__What is expected__.
Edit the lines from the line with "segment window, each instance" to the line with "POLYGON ((120 35, 113" so that "ring rule" becomes "fill rule", and keep everything else the same.

Records:
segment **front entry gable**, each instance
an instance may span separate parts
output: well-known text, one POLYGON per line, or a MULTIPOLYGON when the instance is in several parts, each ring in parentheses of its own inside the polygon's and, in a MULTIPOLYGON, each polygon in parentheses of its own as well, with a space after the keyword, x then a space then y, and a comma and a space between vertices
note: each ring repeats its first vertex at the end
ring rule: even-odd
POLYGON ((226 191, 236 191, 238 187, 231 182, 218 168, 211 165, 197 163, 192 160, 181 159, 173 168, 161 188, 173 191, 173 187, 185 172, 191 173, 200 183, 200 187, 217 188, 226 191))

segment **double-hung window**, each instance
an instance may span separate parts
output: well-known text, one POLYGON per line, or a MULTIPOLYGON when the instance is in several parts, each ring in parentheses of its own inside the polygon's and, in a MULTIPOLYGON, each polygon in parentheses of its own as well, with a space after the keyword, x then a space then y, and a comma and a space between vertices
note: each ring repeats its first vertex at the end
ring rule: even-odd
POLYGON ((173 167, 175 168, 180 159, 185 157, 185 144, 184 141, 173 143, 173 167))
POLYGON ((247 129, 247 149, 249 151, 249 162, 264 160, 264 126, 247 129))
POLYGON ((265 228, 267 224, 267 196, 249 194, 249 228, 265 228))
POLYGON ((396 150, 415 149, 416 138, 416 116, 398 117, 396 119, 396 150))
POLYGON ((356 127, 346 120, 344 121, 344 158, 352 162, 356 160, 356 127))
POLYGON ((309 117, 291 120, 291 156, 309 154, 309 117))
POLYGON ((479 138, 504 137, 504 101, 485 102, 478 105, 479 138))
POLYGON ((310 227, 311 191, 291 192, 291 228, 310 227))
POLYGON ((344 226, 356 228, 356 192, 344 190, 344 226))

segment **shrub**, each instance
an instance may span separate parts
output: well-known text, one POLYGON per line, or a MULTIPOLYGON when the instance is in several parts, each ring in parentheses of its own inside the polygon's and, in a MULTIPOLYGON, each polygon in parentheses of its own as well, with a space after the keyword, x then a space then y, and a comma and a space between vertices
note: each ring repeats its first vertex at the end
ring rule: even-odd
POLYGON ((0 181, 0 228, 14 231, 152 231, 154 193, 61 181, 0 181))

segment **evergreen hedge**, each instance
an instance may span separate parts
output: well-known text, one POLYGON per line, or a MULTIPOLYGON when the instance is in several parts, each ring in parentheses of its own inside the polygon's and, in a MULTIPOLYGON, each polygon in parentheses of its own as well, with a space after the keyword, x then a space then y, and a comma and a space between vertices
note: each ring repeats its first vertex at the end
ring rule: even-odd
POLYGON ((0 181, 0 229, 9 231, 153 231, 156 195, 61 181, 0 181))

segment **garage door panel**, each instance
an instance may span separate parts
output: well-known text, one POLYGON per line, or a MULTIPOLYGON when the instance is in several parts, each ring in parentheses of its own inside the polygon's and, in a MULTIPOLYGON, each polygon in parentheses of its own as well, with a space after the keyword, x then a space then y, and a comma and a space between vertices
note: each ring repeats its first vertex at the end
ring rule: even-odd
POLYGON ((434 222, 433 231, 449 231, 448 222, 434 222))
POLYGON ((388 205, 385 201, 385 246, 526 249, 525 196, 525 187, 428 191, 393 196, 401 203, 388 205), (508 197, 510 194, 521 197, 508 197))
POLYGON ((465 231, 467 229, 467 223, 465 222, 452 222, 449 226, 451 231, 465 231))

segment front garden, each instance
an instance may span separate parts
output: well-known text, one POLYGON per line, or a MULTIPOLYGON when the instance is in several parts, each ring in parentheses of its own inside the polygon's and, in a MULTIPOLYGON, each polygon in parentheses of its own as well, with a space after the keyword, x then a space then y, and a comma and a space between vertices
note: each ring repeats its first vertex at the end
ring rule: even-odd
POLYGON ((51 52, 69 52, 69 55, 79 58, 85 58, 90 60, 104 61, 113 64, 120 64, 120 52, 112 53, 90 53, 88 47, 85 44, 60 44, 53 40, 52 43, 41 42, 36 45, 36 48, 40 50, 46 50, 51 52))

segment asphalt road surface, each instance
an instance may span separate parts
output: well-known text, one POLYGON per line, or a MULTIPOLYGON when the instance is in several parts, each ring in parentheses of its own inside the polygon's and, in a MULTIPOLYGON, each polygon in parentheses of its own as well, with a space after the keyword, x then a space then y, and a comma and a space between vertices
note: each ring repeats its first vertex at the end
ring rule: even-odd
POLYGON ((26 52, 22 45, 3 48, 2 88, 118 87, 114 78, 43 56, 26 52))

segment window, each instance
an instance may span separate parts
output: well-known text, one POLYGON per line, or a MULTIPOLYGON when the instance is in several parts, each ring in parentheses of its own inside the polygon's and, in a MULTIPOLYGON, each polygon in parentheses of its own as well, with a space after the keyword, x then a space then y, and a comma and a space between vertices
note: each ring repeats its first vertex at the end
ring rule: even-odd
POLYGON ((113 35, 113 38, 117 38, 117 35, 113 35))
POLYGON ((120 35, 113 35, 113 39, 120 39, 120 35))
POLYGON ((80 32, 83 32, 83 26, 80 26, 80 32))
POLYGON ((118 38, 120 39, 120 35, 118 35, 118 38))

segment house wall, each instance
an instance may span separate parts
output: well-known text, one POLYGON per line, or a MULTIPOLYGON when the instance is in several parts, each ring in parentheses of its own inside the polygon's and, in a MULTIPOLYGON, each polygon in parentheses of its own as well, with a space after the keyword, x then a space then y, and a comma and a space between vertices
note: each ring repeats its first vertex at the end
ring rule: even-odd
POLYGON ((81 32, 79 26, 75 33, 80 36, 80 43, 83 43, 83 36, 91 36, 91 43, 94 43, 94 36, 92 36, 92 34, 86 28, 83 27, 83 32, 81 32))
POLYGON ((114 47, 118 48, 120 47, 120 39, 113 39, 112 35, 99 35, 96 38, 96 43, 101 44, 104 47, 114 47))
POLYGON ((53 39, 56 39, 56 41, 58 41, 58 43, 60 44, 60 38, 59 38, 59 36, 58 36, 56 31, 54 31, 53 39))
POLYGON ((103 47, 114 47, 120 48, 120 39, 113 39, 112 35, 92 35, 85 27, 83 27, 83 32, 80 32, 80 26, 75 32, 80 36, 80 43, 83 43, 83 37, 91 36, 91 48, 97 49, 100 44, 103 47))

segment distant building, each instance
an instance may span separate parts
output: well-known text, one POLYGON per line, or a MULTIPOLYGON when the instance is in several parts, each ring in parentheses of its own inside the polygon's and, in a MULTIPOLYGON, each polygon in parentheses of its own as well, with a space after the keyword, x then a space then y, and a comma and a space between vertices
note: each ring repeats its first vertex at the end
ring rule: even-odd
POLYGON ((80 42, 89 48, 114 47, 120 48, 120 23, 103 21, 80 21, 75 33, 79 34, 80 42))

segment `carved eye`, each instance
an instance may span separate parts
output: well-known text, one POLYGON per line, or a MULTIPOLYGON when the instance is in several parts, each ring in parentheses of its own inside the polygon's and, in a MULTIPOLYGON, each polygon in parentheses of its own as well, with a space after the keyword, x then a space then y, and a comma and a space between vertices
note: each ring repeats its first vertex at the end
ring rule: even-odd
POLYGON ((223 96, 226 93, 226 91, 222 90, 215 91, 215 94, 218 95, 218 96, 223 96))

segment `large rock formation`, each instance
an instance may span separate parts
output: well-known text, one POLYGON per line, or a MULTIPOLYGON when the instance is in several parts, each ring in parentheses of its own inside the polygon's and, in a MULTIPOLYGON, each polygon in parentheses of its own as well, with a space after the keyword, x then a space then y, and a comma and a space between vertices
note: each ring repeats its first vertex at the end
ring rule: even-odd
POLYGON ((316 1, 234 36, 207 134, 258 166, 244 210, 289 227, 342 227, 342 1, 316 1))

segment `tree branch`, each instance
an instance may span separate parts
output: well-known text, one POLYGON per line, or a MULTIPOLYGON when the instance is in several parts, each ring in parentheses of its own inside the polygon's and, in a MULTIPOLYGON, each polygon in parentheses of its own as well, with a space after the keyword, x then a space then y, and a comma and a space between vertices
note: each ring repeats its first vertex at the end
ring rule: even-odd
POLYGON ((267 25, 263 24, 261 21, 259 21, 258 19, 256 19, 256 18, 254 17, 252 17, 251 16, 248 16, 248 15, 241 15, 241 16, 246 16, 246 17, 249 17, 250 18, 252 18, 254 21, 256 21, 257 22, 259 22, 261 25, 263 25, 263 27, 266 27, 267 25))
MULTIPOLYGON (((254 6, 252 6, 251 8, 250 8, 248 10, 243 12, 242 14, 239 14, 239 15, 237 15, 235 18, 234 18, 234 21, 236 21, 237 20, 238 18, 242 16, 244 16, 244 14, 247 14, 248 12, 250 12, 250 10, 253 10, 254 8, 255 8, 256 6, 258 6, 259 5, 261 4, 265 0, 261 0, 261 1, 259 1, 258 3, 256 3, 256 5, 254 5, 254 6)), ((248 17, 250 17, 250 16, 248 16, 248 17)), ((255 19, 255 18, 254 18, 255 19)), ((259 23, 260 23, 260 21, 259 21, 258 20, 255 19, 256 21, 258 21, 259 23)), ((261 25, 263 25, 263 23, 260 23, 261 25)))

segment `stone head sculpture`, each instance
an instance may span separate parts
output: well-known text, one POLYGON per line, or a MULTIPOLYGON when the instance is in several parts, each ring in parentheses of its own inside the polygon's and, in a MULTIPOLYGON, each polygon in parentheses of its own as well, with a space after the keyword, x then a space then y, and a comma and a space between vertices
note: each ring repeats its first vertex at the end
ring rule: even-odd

__Final result__.
segment window, each instance
an instance may span separate parts
output: well-known text, one POLYGON per line, or a MULTIPOLYGON when the instance is in several parts, each ring in parentheses of its own inside the polygon's and, in a MULTIPOLYGON, each polygon in parentheses of its own as well, with a space after the keyword, x then a space then y, and a comma and a space between vertices
note: each ring repeats its first vertex at the end
fill rule: even-odd
POLYGON ((113 35, 113 38, 117 38, 117 35, 113 35))
POLYGON ((120 35, 113 35, 113 39, 120 39, 120 35))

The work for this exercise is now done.